TASK OBJECTIVE -> Copy the data. Keep every character as given.

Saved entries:

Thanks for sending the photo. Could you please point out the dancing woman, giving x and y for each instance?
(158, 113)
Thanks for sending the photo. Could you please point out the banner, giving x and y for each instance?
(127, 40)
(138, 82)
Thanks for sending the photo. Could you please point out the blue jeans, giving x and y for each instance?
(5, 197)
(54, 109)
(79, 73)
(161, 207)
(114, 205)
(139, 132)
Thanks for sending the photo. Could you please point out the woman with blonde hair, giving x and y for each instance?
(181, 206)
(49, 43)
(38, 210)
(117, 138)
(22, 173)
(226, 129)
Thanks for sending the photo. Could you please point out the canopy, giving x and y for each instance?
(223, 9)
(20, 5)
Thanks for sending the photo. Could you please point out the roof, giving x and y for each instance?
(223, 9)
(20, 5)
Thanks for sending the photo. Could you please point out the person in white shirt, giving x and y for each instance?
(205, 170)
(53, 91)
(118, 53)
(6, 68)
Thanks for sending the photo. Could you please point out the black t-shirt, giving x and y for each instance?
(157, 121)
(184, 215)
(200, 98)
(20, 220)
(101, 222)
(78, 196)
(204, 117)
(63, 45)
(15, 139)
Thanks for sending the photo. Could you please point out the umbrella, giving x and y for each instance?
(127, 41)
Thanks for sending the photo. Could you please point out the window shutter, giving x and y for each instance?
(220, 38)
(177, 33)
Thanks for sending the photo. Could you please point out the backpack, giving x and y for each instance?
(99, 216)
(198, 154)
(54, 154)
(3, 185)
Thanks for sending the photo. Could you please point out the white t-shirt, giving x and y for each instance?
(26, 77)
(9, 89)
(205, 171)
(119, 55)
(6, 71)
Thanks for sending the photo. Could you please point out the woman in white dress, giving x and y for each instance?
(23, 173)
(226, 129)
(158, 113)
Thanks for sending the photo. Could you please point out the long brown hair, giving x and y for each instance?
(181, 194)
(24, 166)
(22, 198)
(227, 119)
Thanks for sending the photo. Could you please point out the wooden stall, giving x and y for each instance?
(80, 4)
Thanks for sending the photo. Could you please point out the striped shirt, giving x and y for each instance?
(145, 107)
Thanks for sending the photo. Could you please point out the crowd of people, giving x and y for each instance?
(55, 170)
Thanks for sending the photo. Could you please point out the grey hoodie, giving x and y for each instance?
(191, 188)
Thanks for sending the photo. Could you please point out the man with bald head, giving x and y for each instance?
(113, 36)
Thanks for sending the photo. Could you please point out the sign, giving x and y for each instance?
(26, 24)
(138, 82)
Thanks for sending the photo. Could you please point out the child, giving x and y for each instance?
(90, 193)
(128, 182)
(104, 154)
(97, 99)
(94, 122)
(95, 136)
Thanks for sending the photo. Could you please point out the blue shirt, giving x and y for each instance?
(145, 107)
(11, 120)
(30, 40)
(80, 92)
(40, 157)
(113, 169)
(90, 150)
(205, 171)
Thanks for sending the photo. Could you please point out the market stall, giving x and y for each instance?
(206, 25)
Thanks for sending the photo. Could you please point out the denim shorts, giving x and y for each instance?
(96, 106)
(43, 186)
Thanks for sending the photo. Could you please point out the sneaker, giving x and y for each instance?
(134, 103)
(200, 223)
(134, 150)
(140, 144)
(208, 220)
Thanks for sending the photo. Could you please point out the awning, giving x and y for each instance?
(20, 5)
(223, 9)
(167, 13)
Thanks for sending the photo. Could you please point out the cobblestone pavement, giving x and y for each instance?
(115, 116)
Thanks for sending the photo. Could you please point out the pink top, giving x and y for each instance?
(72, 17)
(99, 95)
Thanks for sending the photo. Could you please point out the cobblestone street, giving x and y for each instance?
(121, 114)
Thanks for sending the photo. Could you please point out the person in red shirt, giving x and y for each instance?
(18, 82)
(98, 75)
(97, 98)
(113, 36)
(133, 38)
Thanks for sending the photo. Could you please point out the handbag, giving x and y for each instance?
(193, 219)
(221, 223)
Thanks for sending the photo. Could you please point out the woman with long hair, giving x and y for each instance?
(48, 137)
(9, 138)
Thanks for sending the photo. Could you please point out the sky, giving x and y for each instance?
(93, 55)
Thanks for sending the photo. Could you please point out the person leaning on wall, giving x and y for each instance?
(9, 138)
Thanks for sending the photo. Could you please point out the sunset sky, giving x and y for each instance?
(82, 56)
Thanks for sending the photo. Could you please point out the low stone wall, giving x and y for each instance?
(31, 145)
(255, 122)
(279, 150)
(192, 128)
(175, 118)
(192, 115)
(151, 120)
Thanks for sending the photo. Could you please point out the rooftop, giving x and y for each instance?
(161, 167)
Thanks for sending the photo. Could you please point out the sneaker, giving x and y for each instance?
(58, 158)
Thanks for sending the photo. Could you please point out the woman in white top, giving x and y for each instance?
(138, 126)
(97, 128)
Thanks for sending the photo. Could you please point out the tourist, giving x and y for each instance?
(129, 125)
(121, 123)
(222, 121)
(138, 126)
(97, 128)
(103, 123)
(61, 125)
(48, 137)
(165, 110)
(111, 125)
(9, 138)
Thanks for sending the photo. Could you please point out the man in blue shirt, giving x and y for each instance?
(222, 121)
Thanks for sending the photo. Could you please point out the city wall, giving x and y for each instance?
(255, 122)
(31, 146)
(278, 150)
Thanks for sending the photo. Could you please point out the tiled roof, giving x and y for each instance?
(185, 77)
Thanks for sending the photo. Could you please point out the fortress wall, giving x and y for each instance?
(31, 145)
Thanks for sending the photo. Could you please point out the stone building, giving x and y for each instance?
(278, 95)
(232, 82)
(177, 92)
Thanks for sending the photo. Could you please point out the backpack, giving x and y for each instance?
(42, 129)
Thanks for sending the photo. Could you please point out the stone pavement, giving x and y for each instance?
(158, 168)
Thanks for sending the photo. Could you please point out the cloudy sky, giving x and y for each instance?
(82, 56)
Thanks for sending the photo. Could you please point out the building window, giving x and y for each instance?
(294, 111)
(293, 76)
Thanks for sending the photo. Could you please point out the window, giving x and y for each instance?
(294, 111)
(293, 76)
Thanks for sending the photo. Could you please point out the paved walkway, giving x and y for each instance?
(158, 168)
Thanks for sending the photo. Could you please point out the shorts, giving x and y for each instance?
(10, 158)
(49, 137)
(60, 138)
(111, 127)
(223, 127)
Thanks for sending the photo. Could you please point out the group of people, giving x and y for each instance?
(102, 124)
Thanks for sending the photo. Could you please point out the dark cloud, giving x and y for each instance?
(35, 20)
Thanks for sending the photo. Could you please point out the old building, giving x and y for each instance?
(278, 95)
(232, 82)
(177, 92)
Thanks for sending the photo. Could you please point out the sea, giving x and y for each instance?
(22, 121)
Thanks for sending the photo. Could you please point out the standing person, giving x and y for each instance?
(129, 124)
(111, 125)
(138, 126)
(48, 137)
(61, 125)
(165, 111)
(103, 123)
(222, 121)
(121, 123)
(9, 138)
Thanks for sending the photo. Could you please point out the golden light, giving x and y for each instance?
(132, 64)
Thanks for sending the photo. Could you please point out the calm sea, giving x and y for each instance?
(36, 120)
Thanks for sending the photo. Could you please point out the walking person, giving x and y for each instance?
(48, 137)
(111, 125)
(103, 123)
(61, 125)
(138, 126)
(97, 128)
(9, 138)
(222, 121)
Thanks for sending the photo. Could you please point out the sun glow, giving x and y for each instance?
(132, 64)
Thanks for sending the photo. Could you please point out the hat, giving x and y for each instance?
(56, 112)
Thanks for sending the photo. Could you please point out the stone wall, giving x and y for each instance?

TASK RESULT ->
Thanks for sending the photo. Could you please point out the dancing woman, giving x and y for each instance?
(158, 113)
Thanks for sending the photo. Could you please point out the banner, giving x and y for each instance?
(127, 40)
(138, 82)
Thanks for sending the photo. Could you please point out the blue jeans, giving x and y for each instance?
(5, 197)
(54, 109)
(79, 73)
(161, 207)
(114, 205)
(139, 132)
Thanks for sending the photo. Could you please point out the woman with blonde hair, giving x and y for each instance?
(181, 206)
(49, 43)
(38, 210)
(117, 138)
(22, 173)
(226, 129)
Thanks for sending the photo. Could you please point out the canopy, giving x and y for each instance?
(223, 9)
(20, 5)
Thanks for sending the photo. Could you please point out the roof, giving x and y for each instance?
(223, 9)
(20, 5)
Thanks for sending the photo. Could you please point out the person in white shirt, giving x and y for each instance?
(205, 170)
(53, 91)
(118, 53)
(6, 68)
Thanks for sending the photo. Could you please point out the black t-shirt, giving x and y for each instance?
(157, 121)
(184, 215)
(200, 98)
(20, 220)
(101, 222)
(78, 196)
(204, 117)
(63, 45)
(15, 139)
Thanks for sending the photo. Could you please point out the umbrella, giving x and y for each instance?
(127, 41)
Thanks for sending the photo. Could you please point out the window shutter, giving x and y for each instance?
(220, 38)
(177, 33)
Thanks for sending the photo. Could you please point out the backpack, giving x and y for each instance?
(99, 216)
(198, 154)
(54, 154)
(3, 185)
Thanks for sending the photo. Could you please point out the white t-shirt, giving x and y for each instance?
(26, 77)
(9, 89)
(205, 171)
(119, 55)
(6, 71)
Thanks for sending the photo. Could you please point out the woman in white dress, giving x and y for each instance?
(23, 173)
(226, 129)
(158, 113)
Thanks for sending the photo. Could you please point out the long brown hair, giving x and y for each instance?
(181, 194)
(24, 166)
(22, 198)
(227, 119)
Thanks for sending the photo. Could you please point out the wooden stall, giving x and y for each instance?
(80, 4)
Thanks for sending the photo. Could you please point out the striped shirt, giving x and y for each instance?
(145, 107)
Thanks for sending the photo. Could you please point out the crowd of people, giving x and y for each instance?
(55, 170)
Thanks for sending the photo. Could you please point out the grey hoodie, giving x and y for each instance?
(191, 188)
Thanks for sending the photo. Could you please point out the man with bald head, giving x and y for each instance?
(113, 36)
Thanks for sending the photo. Could you please point out the sign, giving x and y for each instance?
(26, 24)
(138, 82)
Thanks for sending the photo. Could you please point out the child, giving x and y for each instance?
(90, 193)
(128, 182)
(104, 154)
(97, 99)
(94, 122)
(95, 136)
Thanks for sending the photo. Could you please point out the blue shirt, giving x and y for each instance?
(145, 107)
(11, 120)
(30, 40)
(80, 92)
(40, 157)
(113, 169)
(90, 150)
(205, 171)
Thanks for sending the photo. Could you please point out the market stall, giving x and y for each instance?
(206, 25)
Thanks for sending the photo. Could you please point out the denim shorts, giving x and y for each instance?
(96, 106)
(43, 186)
Thanks for sending the photo. Could you please point out the sneaker, giving x and y for each instance?
(134, 103)
(200, 223)
(134, 150)
(140, 144)
(208, 220)
Thanks for sending the photo. Could you please point out the awning, giving x and y for each instance?
(20, 5)
(223, 9)
(167, 13)
Thanks for sending the photo. Could you please point out the cobblestone pavement, giving x and y for each instance?
(115, 116)
Thanks for sending the photo. Could you please point out the pink top, giving x and y for each instance?
(72, 17)
(99, 95)
Thanks for sending the photo. Could you please point out the cobblestone street, giving x and y for each instance?
(121, 114)
Thanks for sending the photo. Could you please point out the person in red shirt, giving x and y for each instance?
(18, 82)
(98, 75)
(97, 98)
(113, 36)
(133, 38)
Thanks for sending the photo. Could you please point out the handbag, giving x and y for each instance?
(193, 219)
(221, 223)
Thanks for sending the photo. Could you please point out the woman with long hair, giving x and y for each instance?
(48, 137)
(9, 138)
Thanks for sending the photo. Could you please point out the sky, giving x and y for each instance?
(93, 55)
Thanks for sending the photo. Could you please point out the person leaning on wall, giving x and y for each instance?
(9, 138)
Thanks for sending the photo. Could you please point out the sunset sky, giving x and y for each instance?
(82, 56)
Thanks for sending the photo. Could you please point out the low stone wall, giving x and y for each instance?
(31, 145)
(255, 122)
(279, 150)
(192, 128)
(175, 118)
(192, 115)
(151, 120)
Thanks for sending the photo. Could you please point out the rooftop, giving x and y for each instance?
(161, 167)
Thanks for sending the photo. Could you please point out the sneaker, giving x and y for each instance?
(58, 158)
Thanks for sending the photo. Could you please point out the woman in white top, giving x and y for each instance?
(138, 126)
(97, 128)
Thanks for sending the photo. Could you please point out the tourist, giving x and y for each instance?
(129, 125)
(121, 123)
(222, 121)
(138, 126)
(97, 128)
(103, 123)
(61, 125)
(48, 137)
(165, 110)
(111, 125)
(9, 138)
Thanks for sending the photo. Could you please point out the man in blue shirt, giving x and y for each instance?
(222, 121)
Thanks for sending the photo. Could you please point out the city wall, giving x and y for each instance?
(255, 122)
(31, 146)
(278, 150)
Thanks for sending the photo. Could you please point out the tiled roof, giving x and y for each instance?
(185, 77)
Thanks for sending the photo. Could you please point out the fortress wall, giving x and y for each instance?
(31, 145)
Thanks for sending the photo. Could you please point out the stone building, giving x and y for each instance?
(278, 95)
(232, 82)
(177, 92)
Thanks for sending the photo. Could you please point out the backpack, giving x and y for each instance?
(42, 129)
Thanks for sending the photo. Could you please point out the stone pavement, giving x and y for each instance?
(158, 168)
Thanks for sending the photo. Could you please point out the cloudy sky, giving x and y for each instance?
(82, 56)
Thanks for sending the photo. Could you please point out the building window, giving x and y for each instance?
(294, 111)
(293, 76)
Thanks for sending the photo. Could you please point out the window, giving x and y for each instance?
(294, 111)
(293, 76)
Thanks for sending the photo. Could you please point out the paved walkway, giving x and y for each instance?
(158, 168)
Thanks for sending the photo. Could you please point out the shorts, giving x and y for each instance?
(10, 158)
(49, 137)
(60, 138)
(111, 127)
(223, 127)
Thanks for sending the photo. Could you please point out the group of people, giving x and y for each instance?
(102, 124)
Thanks for sending the photo. Could you please point out the dark cloud, giving x and y for each instance?
(35, 20)
Thanks for sending the photo. Could you please point out the old building, giving x and y for each instance?
(278, 95)
(232, 82)
(177, 92)
Thanks for sending the photo. Could you please point out the sea, giving x and y for each instance?
(22, 121)
Thanks for sending the photo. Could you please point out the standing person, giving x and y for each instance?
(129, 124)
(111, 125)
(138, 126)
(48, 137)
(61, 125)
(165, 111)
(103, 123)
(222, 121)
(121, 123)
(9, 138)
Thanks for sending the photo. Could you please point out the golden light, giving x and y for each instance?
(132, 64)
Thanks for sending the photo. Could you please point out the calm sea, giving x and y for each instance?
(36, 120)
Thanks for sending the photo. Could you please point out the walking person, giving x and y for each instance?
(48, 137)
(111, 125)
(103, 123)
(61, 125)
(138, 126)
(97, 128)
(9, 138)
(222, 121)
Thanks for sending the photo. Could you please point out the sun glow, giving x and y for each instance?
(132, 64)
Thanks for sending the photo. Could you please point out the hat, giving x and y for each instance?
(56, 112)
Thanks for sending the photo. Could you please point out the stone wall, giving x and y for each instance?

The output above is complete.